→ Problem to solve:
Find every line in the records below that holds the word "reflection" and copy it.

*** Begin section ***

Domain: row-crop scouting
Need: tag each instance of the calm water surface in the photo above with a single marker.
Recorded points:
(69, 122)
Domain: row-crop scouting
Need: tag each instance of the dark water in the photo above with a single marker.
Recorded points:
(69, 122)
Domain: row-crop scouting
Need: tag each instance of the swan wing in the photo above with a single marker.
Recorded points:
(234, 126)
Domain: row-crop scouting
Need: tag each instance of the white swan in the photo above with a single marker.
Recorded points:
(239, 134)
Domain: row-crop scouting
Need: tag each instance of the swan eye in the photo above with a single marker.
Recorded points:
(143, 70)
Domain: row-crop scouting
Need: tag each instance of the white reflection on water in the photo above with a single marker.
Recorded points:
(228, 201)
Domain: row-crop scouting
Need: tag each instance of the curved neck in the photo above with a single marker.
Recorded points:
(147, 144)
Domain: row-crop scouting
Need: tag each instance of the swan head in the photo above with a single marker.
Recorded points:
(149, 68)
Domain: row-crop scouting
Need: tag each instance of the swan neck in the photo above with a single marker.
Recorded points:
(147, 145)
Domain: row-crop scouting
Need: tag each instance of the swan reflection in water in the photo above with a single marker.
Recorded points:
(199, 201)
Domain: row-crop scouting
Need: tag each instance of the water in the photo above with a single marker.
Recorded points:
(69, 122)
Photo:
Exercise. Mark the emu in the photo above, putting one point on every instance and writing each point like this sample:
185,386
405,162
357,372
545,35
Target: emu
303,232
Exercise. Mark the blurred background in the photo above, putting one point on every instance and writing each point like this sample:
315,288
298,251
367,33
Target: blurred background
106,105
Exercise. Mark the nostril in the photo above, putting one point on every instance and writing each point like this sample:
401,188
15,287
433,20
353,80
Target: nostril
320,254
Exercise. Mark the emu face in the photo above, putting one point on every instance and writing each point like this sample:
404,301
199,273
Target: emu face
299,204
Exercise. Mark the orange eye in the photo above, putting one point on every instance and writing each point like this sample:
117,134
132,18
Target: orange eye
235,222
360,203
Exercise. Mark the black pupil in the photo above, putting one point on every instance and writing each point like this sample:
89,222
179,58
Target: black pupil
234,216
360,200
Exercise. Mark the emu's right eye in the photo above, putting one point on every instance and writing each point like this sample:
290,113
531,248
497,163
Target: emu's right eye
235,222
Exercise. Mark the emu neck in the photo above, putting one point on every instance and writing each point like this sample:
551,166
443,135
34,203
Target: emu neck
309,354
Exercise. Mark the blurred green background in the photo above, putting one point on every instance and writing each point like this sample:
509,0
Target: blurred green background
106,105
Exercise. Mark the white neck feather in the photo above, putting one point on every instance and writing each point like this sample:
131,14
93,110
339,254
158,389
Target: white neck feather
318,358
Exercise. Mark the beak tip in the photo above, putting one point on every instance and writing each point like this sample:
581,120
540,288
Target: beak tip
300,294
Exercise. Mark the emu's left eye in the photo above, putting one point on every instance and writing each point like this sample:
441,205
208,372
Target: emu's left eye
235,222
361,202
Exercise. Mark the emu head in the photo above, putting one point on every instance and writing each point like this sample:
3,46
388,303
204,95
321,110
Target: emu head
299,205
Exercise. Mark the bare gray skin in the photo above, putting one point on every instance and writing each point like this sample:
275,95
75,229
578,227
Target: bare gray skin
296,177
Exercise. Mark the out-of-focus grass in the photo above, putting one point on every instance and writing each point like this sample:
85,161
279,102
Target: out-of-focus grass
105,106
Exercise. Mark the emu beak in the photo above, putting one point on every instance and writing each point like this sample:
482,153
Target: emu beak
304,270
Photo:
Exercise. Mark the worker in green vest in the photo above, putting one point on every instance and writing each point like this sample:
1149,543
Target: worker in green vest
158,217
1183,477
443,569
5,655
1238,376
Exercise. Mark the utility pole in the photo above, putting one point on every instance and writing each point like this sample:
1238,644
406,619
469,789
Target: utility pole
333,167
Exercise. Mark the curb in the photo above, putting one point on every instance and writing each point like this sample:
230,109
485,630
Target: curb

*** End section ***

→ Answer box:
Need: tag each instance of the white reflection on water in the photo above with a single marker.
Need: tag each instance of the swan reflection in water in the photo above with a single marker.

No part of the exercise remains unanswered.